--- Supplied text ---
******************************
By Geoffrey Smith
Investing.com -- U.S. stock markets opened higher on Thursday, as investors tempered their concerns about the new Omicron strain of Covid-19 against the backdrop of another set of healthy labor market data.
A senior Pfizer (NYSE:PFE) executive said earlier that his company doesn't foresee a big drop in the effectiveness of its current vaccine against the new variant, while GlaxoSmithKline (NYSE:GSK) said early trial data said its experimental antiviral treatment Sotrovimab appeared effective against all known variants of the disease, including Omicron. GSK ADRs rose 1.0% while shares in its research partner Vir Biotechnology (NASDAQ:VIR) consolidated, having risen 50% in the last week.
By 9:50 AM ET (1450 GMT), the Dow Jones Industrial Average was up 393 points, or 1.2% at 34,415 points its cyclical-heavy composition helping it to outperform the other major indices after a couple of days of underperformance. The S&P 500 was up 1.0% and the Nasdaq Composite was up 0.7%.
Despite the broadly positive tone, the standout mover was falling. Apple (NASDAQ:AAPL) stock fell as much as 4% before paring losses to be down only 2.1%, after a newswire report that said demand for its new generation of iPhones is weakening due to limited availability and high prices. Despite partial success in diversifying its business into services in recent years, the iPhone remains central to Apple's business outlook.
******************************
--- The data ---
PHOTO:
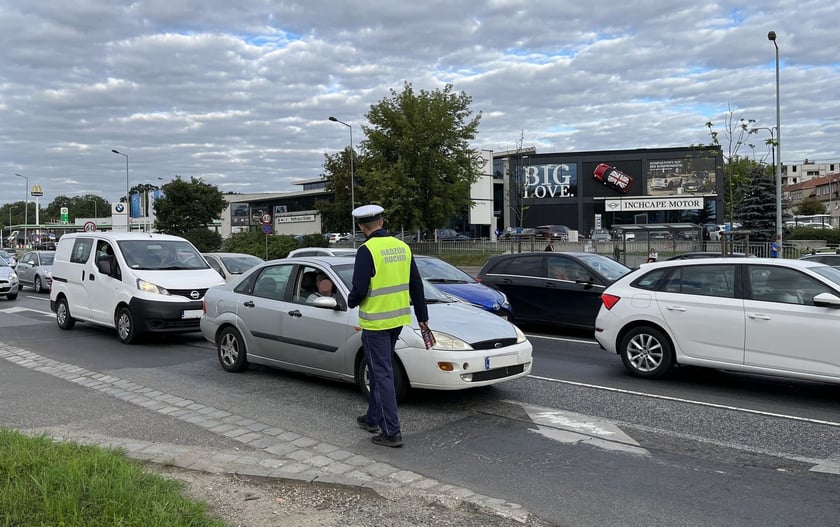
******************************
--- Prompt 1 ---
Name every company in the stock market report that is shown with a ticker symbol in parentheses, along with that symbol.
--- Prompt 2 ---
Print the stretch of the stock market report from "By Geoffrey Smith" through "labor market data.".
--- Prompt 3 ---
Write what comes next in the stock market report, picking up right after its last sentence.
The material above comes from a separate source, not from the stock market report.

--- Expected answer 1 ---
Pfizer (NYSE:PFE)
GlaxoSmithKline (NYSE:GSK)
Vir Biotechnology (NASDAQ:VIR)
Apple (NASDAQ:AAPL)

--- Expected answer 2 ---
By Geoffrey Smith
Investing.com -- U.S. stock markets opened higher on Thursday, as investors tempered their concerns about the new Omicron strain of Covid-19 against the backdrop of another set of healthy labor market data.

--- Expected answer 3 ---
Earlier, the Labor Department had said that the number of initial jobless claims last week had risen to 222,000, still the second-lowest number since the pandemic began in earnest and below analysts' forecasts for 240,000. The previous week's initial claims were also revised down by another 5,000. There was more supportive news at the margins from the political sphere, where Republican and Democratic lawmakers reached a tentative deal to fund the U.S. government through mid-February, averting the (largely phantom) threat of a government shutdown this weekend.
Consumer-focused stocks in particular were helped by news out of the monthly meeting of OPEC and partners led by Russia, which defied many expectations by sticking to their plan of raising oil output by another 400,000 barrels a day in January. The actual increase is likely to be less, given that OPEC has missed its target for raising output for the last few months due to various above-ground problems, many of them related to past under-investment.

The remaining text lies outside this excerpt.